▶ [VORGEGEBENER TEXT]
_ _ _
Hinzu kommt dass ihr der Arbeitgeber nach abwarten der Sperrfrist von Art. 336c OR nun auf Ende September ordentlich gekündigt hat.
Wie kann gegen den Arbeitgeber vorgegangen werden?
Freundliche Grüsse
Erika Ineichen
Frage beantwortet am
Kurt Pärli
Expert*in Arbeitsrecht
Sehr geehrte Frau Inneichen
Gerne beantworte ich Ihre Frage wie folgt:
Ihre Klientin hat eine 70% Anstellung. Sie schreiben, es liege kein schriftlicher Arbeitsvertrag vor. Entscheidend ist nun, ob diese 70% Anstellung im Stundenlohn so verstanden warden darf, dass von einem 70% Pensum ausgegangen warden darf. Wenn z.B. vor der Operation während mehrerer Monate jeweils 70% gearbeitet wurde, ist dies ein Indiz dafür, dass der Vertrag mündlich bzw. konkludent über 70% Anstellung als vereinbart betrachtet warden darf. Die folgenden Ausführungen basieren auf der Annahme, es sei von einer 70% Anstellung auszugehen.
Wenn ihre Klientin nach der (teilweisen) Wiedererlangung ihrer Arbeitsfähigkeit vom Arbeitgeber nicht entsprechend beschäftigt wurde und wenn ihre Klientin gegenüber dem Arbeitgeber die Arbeitsleistung angeboten hat, so liegt ein Fall des sogenannten Arbeitgeberverzuges vor, d.h., die Arbeitnehmerin bietet die Arbeit an, der Arbeitgeber aber nimmt sie nicht an. Gemäss Art. 324 OR schuldet die Arbeitgeberin diesfalls den Lohn trotzdem. Konkret könnte dies bei ihrer Klientin bedeuten:
- z.B. war sie 50% arbeitsfähig und 20% arbeitsunfähig. Wenn sie nun lediglich 25% arbeiten durfte, dann schuldet der Arbeitgeber die 25% Differenz Lohn gestützt auf den erwähnten Art. 324 OR dennoch.
_ _ _
[Datensätze zur Positionsbestimmung]
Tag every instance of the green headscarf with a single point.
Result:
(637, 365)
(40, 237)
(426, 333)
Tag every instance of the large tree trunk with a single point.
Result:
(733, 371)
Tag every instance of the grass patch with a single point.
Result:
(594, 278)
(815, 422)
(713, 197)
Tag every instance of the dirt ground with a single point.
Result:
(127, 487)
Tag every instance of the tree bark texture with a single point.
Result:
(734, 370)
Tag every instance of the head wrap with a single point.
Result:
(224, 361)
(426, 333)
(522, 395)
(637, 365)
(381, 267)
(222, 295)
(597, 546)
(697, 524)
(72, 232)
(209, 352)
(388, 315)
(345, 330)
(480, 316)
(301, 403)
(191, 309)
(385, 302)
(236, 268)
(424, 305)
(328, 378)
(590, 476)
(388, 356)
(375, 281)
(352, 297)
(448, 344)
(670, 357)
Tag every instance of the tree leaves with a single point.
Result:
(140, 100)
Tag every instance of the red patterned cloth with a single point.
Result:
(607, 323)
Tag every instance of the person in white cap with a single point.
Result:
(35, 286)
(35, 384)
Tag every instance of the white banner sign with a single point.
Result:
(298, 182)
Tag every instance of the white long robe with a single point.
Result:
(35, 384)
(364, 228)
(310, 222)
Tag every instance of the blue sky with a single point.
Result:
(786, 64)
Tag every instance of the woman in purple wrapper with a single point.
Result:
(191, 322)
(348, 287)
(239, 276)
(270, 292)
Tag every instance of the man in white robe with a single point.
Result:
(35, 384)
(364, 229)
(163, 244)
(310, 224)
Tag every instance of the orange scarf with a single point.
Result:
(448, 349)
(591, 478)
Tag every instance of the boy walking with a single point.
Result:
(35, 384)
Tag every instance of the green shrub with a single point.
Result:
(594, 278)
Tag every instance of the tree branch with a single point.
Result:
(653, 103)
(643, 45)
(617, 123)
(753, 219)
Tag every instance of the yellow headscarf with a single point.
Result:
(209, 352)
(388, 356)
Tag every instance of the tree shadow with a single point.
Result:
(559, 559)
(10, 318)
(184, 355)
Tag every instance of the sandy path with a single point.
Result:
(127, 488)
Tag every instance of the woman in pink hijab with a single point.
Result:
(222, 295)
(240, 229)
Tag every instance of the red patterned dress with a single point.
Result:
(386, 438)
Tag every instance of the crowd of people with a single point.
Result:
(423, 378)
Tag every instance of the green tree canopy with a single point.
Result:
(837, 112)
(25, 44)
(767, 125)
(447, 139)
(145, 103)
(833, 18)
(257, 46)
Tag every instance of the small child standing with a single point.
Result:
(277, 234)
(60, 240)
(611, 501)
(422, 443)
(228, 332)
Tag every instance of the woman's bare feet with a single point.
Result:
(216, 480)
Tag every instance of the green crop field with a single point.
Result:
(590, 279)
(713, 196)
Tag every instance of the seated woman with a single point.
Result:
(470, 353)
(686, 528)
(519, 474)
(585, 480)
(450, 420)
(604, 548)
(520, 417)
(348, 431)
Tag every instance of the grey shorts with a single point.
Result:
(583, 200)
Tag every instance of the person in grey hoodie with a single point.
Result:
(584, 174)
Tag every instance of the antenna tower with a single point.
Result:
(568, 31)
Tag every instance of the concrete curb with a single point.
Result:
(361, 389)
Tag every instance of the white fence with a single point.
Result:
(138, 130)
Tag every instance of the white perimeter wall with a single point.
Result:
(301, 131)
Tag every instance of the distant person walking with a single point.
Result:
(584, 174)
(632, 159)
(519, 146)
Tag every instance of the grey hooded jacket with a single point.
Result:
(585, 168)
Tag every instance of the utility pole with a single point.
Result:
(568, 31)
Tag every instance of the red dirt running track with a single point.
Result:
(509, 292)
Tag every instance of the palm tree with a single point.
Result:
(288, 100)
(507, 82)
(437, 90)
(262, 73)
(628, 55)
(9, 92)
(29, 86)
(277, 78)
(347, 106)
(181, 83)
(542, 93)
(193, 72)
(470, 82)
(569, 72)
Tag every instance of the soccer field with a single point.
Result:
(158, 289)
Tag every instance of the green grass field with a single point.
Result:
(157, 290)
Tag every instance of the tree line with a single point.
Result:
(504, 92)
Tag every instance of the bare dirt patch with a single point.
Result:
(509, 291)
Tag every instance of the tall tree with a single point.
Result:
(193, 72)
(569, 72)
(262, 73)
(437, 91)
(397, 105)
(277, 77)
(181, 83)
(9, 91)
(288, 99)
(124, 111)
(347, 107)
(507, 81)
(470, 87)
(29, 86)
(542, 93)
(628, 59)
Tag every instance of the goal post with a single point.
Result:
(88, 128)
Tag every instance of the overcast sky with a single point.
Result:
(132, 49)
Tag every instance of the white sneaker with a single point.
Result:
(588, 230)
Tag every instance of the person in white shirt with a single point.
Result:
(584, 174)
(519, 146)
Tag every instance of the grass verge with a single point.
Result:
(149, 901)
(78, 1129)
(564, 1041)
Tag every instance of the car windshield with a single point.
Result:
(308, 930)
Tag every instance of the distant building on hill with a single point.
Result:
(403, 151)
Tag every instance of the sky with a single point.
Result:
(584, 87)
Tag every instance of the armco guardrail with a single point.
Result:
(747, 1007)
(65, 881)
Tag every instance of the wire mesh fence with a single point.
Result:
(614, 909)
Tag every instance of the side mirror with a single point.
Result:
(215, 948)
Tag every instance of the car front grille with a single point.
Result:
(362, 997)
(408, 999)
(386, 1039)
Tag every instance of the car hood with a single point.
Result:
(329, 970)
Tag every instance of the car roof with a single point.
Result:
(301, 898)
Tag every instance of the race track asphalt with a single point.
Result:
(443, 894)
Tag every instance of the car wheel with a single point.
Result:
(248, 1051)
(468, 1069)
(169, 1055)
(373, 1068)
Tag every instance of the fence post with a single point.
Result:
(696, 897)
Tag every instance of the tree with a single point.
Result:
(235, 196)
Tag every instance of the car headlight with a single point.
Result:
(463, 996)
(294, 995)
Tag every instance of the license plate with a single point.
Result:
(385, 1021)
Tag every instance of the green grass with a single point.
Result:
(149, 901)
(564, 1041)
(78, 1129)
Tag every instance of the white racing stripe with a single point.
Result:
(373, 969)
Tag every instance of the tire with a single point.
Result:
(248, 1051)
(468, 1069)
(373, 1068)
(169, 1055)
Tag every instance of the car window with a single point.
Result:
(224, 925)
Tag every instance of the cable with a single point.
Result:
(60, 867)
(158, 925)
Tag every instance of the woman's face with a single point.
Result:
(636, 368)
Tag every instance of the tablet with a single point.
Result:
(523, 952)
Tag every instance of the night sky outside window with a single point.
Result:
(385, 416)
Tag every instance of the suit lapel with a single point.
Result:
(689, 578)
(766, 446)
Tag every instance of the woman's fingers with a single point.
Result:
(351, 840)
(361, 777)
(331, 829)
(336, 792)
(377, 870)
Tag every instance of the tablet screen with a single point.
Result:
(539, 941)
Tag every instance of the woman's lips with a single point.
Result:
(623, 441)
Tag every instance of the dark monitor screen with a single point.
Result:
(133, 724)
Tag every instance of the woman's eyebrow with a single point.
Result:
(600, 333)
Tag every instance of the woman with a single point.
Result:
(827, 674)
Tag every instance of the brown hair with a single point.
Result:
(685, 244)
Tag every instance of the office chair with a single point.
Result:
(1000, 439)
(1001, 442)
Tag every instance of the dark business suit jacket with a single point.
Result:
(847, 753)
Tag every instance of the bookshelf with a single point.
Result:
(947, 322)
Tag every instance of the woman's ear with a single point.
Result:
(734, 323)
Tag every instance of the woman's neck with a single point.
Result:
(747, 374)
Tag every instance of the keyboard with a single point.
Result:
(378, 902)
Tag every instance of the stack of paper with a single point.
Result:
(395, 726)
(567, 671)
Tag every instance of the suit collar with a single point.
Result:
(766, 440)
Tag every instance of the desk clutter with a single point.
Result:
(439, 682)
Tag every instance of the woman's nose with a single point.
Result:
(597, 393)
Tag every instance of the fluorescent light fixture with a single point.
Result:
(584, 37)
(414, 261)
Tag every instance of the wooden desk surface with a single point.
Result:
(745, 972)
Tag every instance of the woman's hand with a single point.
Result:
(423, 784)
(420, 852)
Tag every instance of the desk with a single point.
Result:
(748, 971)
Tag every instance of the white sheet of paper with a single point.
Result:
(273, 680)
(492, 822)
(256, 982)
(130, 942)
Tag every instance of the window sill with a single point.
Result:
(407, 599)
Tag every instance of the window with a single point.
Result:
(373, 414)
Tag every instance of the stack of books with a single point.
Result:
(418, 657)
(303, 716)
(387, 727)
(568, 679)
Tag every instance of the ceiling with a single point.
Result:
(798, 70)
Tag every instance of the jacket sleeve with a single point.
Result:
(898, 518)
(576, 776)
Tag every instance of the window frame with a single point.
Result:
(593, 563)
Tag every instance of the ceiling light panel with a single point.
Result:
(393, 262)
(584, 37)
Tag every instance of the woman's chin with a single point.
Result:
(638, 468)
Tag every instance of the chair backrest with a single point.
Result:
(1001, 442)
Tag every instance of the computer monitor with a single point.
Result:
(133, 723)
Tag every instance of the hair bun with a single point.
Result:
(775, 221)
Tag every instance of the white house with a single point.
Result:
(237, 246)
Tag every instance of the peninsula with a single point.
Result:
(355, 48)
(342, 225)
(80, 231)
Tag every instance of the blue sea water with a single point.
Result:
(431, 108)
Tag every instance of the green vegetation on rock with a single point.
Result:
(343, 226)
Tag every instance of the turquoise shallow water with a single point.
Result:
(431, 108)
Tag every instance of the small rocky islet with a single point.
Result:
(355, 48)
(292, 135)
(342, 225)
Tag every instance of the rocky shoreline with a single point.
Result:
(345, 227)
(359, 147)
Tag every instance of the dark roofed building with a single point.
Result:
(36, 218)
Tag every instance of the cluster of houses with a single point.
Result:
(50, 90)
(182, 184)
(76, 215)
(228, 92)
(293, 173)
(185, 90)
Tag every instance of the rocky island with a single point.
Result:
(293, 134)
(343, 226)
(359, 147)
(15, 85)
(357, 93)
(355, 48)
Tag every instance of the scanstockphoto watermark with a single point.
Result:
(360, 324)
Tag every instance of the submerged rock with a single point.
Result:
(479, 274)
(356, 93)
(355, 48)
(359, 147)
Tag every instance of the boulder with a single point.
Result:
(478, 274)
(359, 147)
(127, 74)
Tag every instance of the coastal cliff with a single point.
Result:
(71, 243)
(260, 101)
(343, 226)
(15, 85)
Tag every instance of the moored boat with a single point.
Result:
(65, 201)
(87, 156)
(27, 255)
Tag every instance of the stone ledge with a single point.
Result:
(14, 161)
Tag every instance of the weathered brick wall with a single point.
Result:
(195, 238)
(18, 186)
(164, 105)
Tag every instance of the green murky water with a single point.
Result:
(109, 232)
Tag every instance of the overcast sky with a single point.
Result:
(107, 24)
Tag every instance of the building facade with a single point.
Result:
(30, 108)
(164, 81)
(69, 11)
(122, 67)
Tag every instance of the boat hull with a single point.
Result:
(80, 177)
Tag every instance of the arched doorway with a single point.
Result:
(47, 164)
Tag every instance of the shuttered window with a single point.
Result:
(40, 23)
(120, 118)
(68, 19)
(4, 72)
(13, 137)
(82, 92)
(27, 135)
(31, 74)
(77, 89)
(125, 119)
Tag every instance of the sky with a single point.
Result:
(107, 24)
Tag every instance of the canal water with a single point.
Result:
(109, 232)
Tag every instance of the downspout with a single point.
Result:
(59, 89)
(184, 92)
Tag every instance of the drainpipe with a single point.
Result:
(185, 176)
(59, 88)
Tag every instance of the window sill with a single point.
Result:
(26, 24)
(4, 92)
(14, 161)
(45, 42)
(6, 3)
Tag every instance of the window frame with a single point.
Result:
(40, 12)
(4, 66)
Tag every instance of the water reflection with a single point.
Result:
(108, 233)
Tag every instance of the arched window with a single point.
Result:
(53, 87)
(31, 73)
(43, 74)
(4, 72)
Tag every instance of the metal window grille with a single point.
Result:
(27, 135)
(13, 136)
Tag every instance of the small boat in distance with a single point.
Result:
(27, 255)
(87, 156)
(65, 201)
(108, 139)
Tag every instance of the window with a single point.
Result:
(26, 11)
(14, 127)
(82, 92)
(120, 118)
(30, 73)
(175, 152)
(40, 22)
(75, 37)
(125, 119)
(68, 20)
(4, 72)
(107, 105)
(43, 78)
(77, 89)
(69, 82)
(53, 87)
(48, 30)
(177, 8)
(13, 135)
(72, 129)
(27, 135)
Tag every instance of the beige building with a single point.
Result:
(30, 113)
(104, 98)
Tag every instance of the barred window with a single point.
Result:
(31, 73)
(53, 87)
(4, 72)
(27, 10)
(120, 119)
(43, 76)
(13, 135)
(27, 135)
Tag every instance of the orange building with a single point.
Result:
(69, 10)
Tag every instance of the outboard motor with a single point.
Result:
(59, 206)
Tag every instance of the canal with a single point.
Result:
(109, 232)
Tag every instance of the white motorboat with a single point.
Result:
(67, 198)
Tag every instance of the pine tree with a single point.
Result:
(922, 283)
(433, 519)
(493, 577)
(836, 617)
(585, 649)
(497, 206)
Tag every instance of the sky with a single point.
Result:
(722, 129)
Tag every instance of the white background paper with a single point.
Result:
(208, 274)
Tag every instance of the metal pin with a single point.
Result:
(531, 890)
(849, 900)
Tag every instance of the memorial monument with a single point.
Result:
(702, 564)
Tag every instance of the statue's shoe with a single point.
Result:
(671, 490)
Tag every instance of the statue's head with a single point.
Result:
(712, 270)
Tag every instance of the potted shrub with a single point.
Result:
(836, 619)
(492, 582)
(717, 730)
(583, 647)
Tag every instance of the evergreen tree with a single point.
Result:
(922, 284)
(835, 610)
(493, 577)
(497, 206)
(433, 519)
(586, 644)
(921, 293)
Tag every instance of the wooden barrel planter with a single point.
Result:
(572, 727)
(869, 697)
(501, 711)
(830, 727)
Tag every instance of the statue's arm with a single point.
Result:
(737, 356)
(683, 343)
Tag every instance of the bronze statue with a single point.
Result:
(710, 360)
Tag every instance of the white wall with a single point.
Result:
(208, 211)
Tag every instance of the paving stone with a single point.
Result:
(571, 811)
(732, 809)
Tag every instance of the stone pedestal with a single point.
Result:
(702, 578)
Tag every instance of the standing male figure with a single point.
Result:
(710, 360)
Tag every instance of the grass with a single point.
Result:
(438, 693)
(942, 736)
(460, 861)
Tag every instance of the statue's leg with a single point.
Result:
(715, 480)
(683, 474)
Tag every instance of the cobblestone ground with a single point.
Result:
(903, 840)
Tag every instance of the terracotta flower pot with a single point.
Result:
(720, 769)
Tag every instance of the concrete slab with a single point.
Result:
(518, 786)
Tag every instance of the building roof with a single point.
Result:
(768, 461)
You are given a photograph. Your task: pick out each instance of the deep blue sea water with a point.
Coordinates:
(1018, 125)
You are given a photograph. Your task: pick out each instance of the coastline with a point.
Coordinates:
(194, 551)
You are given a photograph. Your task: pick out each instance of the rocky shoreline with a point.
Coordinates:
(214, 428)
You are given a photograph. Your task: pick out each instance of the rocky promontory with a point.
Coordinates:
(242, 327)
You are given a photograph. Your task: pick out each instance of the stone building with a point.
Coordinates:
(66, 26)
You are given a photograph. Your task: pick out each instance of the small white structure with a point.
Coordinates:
_ _ _
▶ [AUFGABEN]
(1) Beantworte zum Text zum Arbeitsrecht:
(a) Auf welchen Zeitpunkt hat der Arbeitgeber ordentlich gekündigt?
(b) Was liegt laut der Antwort nicht vor, wenn es um den Arbeitsvertrag geht?
(c) Welcher Artikel bestimmt, dass die Arbeitgeberin bei Arbeitgeberverzug den Lohn trotzdem schuldet?
(2) Setze den Text zum Arbeitsrecht nach seinem letzten Satz fort.
Das Material steht in keinem Zusammenhang mit dem Text zum Arbeitsrecht.

▶ [ANTWORTEN JE AUFGABE]
(1)
(a) Auf Ende September.
(b) Ein schriftlicher Arbeitsvertrag.
(c) Art. 324 OR.

(2)
Ihre Klientin soll unbedingt gegenüber ihrem Arbeitgeber geltend machen, dass sie bereit und in der Lage ist, die vertraglich vereinbarten (siehe oben) 70% zu arbeiten.Falls sie dies vorher nicht gemacht hat, dürfte es schwierig(er) sein, für die Vergangheit noch Lohn nachzufordern (Der Arbeitgeber wird argumentieren, Ihre Klientin hätte ja gar nicht mehr arbeiten wollen). Ab dem Zeitpunkt aber, in dem IHre Klientin die Arbeitsleistung ausdrücklich angeboten hat, ist ein Lohnanspruch zu bejahen.
Sie erwähnen, dass Ihre Klientin nach Ablauf der Sperrfrist die Kündigung erhalten habe. Erfolgte die Kündigung im Zusammenhang mit der Arbeitsunfähigkeit? Ich frage nach, weil je nach Umständen könnte eine solche Kündigung missbräuchlich sein. Die Arbeitgeberin hat eine Fürsorgepflicht gegenüber ihren Arbeitnehmenden, je nach konkreten Umständen ist eine Kündigung gegenüber einem Arbeitnehmer aufgrund einer gesundheitlichen Einschränkung missbräuchlich. Um gegen eine missbräuchliche Kündigung vorzugehen, müsste Ihre Klientin noch innerhalb der Kündigungsfrist schriftlich beim Arbeitgeber Einsprache gegen die Kündigung einreichen. Sie könnte argumentieren, dass sie jetzt wieder voll gesund sei und arbeiten wolle und die Kündigung deshalb nicht akeptiere.
Soweit meine Überlegungen zu Ihrer Frage. Mit Dank für die Kenntnisnahme und freundlichen Grüssen
Kurt Pärli
Vielen Dank für ihre Informationen.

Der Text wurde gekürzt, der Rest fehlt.